══ Data records

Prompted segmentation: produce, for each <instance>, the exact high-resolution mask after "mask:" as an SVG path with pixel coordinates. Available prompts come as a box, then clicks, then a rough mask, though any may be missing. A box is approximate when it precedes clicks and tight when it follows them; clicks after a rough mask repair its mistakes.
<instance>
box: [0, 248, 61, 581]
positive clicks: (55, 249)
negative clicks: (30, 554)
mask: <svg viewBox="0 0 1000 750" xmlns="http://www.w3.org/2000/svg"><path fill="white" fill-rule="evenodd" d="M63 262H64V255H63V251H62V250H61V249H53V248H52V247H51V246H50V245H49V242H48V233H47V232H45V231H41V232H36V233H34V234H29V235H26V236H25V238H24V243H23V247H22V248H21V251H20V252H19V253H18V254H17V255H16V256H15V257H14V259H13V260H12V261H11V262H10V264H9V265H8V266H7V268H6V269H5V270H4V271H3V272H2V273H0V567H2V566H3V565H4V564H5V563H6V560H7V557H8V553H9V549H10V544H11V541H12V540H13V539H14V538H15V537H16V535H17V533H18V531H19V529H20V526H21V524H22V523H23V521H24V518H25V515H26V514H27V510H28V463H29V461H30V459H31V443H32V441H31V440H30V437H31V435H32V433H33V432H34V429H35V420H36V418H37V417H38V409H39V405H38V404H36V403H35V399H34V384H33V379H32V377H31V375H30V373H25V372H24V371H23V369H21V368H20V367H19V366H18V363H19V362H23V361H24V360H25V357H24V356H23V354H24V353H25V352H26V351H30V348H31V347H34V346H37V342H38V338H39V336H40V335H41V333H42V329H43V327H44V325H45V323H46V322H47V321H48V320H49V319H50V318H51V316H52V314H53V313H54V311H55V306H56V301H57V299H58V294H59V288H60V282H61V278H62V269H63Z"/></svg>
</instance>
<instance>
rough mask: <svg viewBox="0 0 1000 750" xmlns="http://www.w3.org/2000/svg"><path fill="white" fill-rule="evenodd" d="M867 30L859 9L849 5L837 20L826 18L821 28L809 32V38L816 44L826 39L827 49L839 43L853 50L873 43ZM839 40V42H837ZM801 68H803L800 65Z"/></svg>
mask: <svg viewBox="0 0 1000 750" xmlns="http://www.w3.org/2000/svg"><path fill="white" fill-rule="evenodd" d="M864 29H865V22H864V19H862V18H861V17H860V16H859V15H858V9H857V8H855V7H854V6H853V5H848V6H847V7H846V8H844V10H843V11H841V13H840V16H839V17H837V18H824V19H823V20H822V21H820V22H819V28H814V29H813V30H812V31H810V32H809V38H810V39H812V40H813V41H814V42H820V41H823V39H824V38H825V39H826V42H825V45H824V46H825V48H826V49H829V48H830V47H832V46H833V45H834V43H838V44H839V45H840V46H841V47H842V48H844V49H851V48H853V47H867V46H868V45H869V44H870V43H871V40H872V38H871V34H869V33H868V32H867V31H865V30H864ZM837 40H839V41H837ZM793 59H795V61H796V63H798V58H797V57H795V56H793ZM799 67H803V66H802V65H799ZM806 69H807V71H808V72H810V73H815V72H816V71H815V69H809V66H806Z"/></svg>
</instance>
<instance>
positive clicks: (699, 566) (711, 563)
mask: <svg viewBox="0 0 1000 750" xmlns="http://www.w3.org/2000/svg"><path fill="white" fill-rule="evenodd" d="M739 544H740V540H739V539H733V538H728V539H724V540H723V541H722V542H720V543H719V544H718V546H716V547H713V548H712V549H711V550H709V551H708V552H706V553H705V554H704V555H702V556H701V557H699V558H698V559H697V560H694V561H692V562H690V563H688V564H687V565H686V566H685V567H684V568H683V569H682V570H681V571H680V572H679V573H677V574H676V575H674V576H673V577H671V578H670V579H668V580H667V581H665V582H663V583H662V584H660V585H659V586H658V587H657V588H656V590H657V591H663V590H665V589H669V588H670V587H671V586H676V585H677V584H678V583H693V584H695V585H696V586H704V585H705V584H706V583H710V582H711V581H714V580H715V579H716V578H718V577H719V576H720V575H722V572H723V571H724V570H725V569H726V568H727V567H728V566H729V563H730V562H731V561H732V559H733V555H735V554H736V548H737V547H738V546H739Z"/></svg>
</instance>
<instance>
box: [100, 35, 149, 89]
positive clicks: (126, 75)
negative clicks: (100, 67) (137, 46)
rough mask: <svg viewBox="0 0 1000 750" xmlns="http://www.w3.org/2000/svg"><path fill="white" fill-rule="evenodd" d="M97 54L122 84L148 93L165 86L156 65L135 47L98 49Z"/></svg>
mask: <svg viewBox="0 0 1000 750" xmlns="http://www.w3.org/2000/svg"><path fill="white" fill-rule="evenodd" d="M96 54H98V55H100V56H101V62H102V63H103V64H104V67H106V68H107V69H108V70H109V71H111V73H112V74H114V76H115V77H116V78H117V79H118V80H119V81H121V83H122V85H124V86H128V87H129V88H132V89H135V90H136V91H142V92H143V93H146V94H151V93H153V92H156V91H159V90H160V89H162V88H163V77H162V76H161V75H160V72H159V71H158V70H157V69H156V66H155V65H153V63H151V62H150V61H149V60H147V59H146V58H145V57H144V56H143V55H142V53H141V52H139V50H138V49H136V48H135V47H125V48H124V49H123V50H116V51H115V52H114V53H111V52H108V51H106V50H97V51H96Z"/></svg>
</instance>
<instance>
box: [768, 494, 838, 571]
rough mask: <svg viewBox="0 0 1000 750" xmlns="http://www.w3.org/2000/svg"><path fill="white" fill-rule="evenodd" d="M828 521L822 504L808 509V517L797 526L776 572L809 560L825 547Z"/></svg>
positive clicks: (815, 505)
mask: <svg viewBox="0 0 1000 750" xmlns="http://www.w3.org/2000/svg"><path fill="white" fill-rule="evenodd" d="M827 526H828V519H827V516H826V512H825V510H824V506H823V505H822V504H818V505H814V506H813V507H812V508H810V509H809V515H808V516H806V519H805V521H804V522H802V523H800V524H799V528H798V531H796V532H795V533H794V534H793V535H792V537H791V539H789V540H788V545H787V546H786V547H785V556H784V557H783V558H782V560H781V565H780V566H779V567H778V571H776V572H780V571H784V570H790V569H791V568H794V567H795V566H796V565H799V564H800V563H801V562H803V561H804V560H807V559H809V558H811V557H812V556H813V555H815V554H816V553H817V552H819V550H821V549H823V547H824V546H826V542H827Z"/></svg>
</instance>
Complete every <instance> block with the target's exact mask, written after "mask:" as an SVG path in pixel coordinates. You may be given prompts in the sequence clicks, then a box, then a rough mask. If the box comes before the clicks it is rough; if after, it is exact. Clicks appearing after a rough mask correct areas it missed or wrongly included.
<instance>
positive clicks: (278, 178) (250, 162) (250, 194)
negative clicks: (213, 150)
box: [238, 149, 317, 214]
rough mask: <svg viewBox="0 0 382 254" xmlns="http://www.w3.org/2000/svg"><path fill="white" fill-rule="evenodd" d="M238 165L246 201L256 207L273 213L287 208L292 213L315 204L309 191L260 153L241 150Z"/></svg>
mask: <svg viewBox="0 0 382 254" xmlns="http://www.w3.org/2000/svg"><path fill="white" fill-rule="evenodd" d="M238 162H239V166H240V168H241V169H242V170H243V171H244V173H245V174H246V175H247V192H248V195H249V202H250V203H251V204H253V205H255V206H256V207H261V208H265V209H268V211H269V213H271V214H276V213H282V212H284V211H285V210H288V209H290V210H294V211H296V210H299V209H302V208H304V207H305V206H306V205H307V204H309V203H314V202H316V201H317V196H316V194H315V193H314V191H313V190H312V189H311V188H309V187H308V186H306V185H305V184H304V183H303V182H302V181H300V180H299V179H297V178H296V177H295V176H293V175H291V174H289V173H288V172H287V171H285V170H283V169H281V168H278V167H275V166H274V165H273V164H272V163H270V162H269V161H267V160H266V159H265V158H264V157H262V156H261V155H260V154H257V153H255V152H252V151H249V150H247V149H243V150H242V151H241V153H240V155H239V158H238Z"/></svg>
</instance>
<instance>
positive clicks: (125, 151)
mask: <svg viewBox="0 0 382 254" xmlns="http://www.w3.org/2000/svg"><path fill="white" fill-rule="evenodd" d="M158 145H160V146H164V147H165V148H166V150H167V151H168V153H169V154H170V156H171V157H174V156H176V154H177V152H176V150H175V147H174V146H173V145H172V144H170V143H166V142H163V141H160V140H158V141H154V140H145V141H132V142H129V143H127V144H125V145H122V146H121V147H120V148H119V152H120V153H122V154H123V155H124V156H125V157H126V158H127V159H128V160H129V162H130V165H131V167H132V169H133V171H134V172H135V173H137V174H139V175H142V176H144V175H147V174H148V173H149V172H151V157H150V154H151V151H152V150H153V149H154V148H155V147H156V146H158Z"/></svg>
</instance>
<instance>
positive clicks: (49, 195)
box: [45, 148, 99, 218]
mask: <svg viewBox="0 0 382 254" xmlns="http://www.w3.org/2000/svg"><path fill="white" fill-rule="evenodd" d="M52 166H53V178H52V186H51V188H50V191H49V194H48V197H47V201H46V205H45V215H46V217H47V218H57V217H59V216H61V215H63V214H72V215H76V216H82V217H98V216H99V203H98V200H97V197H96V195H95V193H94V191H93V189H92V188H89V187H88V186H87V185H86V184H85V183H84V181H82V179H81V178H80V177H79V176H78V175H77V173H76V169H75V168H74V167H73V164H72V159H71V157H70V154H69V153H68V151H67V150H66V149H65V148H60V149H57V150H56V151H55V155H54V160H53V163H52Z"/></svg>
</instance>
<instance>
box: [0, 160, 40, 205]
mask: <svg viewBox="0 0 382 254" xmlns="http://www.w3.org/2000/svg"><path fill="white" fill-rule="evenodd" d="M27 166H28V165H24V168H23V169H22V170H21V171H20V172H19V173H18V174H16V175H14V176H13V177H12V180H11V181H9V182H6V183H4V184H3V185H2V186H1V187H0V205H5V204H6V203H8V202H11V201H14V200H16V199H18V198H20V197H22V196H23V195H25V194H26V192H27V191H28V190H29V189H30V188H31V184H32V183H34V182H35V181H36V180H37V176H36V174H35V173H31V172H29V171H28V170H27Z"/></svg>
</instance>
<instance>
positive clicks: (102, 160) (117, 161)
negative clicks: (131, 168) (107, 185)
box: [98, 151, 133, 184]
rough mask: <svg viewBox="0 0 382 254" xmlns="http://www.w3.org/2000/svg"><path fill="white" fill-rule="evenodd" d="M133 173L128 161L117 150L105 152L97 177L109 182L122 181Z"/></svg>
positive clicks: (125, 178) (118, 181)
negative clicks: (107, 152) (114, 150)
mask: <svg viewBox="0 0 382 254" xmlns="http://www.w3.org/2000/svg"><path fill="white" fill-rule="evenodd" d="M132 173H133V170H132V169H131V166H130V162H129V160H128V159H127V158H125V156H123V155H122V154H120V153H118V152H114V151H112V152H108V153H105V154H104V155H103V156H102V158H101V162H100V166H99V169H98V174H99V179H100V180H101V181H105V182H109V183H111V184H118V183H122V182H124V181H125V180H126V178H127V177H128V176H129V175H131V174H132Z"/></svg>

════

> _Task directions_: Take the line that contains "173L128 161L117 150L105" and every line after it to the end of the entries above, and reproduce them exactly.

> _Result of this task_:
rough mask: <svg viewBox="0 0 382 254" xmlns="http://www.w3.org/2000/svg"><path fill="white" fill-rule="evenodd" d="M133 173L128 161L117 150L105 152L97 177L109 182L122 181Z"/></svg>
positive clicks: (125, 178) (118, 181)
negative clicks: (107, 152) (114, 150)
mask: <svg viewBox="0 0 382 254" xmlns="http://www.w3.org/2000/svg"><path fill="white" fill-rule="evenodd" d="M132 173H133V170H132V169H131V166H130V162H129V160H128V159H127V158H125V156H123V155H122V154H120V153H118V152H114V151H112V152H108V153H105V154H104V155H103V156H102V158H101V162H100V166H99V169H98V174H99V179H100V180H101V181H105V182H109V183H111V184H118V183H122V182H124V181H125V180H126V178H127V177H128V176H129V175H131V174H132Z"/></svg>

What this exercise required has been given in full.